• [What is expected]: All of the entries below must be copied out exactly.

• [Records from a data source]:
- - - - -
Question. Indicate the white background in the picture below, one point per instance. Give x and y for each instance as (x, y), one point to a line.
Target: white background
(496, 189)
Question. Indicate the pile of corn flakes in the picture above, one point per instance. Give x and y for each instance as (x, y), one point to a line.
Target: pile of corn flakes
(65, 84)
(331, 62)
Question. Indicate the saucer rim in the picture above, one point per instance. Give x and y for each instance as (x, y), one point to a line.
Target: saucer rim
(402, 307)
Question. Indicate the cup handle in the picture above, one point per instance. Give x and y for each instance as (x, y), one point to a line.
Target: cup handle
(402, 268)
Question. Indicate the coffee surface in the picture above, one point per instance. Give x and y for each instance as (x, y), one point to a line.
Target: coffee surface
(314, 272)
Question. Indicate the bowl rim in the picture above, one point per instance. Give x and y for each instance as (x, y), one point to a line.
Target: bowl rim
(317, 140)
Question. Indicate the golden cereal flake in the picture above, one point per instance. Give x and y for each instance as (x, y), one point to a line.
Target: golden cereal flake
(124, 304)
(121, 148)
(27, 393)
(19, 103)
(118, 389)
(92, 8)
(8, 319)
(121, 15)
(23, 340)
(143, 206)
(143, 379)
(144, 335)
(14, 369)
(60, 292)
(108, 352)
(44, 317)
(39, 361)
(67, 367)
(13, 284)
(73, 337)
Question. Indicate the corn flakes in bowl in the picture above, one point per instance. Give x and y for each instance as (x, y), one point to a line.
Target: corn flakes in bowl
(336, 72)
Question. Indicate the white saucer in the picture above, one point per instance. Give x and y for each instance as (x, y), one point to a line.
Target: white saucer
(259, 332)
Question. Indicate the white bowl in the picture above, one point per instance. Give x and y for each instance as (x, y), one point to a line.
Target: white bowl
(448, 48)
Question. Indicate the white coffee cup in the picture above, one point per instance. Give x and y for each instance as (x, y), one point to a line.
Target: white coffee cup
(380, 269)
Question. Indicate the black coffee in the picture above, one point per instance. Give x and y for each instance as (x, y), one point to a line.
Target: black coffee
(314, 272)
- - - - -
• [Response for this exercise]:
Question. Indicate the white background in the picture below, one point per instance. Give x and y for each instance as (x, y), one point to a line.
Target: white background
(496, 189)
Question. Indicate the pile of corn flakes in the picture above, one point per instance. Give x and y for each instance as (x, y), one point to a line.
Target: pile of corn flakes
(65, 84)
(331, 62)
Question. Indicate the saucer rim in the picture above, one point per instance. Give x and y for each instance as (x, y), one point to a line.
Target: saucer rim
(402, 307)
Question. Indicate the cup handle in the picture above, one point per instance. Give x and y for each instance as (x, y), one point to a line.
Target: cup handle
(402, 268)
Question. Indicate the coffee surface in the picture above, one point per instance. Give x and y for each instance as (x, y), one point to a line.
Target: coffee surface
(314, 272)
Question. Indicate the bowl rim in the picture above, one point per instance. Give x and y for each instance as (x, y), one point to a line.
Target: bowl rim
(317, 140)
Question. Indicate the golden cereal flake in the picture above, one point per instance. Give x and y for each instance as (x, y), one point to a line.
Target: golden cereal flake
(124, 304)
(121, 148)
(27, 393)
(19, 103)
(118, 389)
(92, 8)
(8, 319)
(121, 15)
(23, 340)
(143, 206)
(143, 379)
(144, 335)
(14, 369)
(60, 292)
(108, 352)
(44, 317)
(39, 361)
(67, 367)
(13, 284)
(73, 337)
Question. Indicate the corn flakes in bowl in the picture above, one point per instance. Give x and y for each instance as (x, y), one point to a line.
Target: corn flakes in bowl
(336, 72)
Question. Indicate the white saucer in the picture above, one point per instance. Give x and y for each instance as (x, y), one point to a line.
Target: white saucer
(259, 332)
Question. Indicate the white bowl in the picture above, one point per instance. Give x and y for each instance as (x, y), one point to a line.
Target: white bowl
(448, 48)
Question. Indicate the white coffee cup in the picture above, one point per instance. Give x and y for each instance as (x, y), one point to a line.
Target: white coffee cup
(380, 269)
Question. Indicate the black coffee in the picture above, one point per instance. Give x and y for each instance as (x, y), one point to a line.
Target: black coffee
(314, 272)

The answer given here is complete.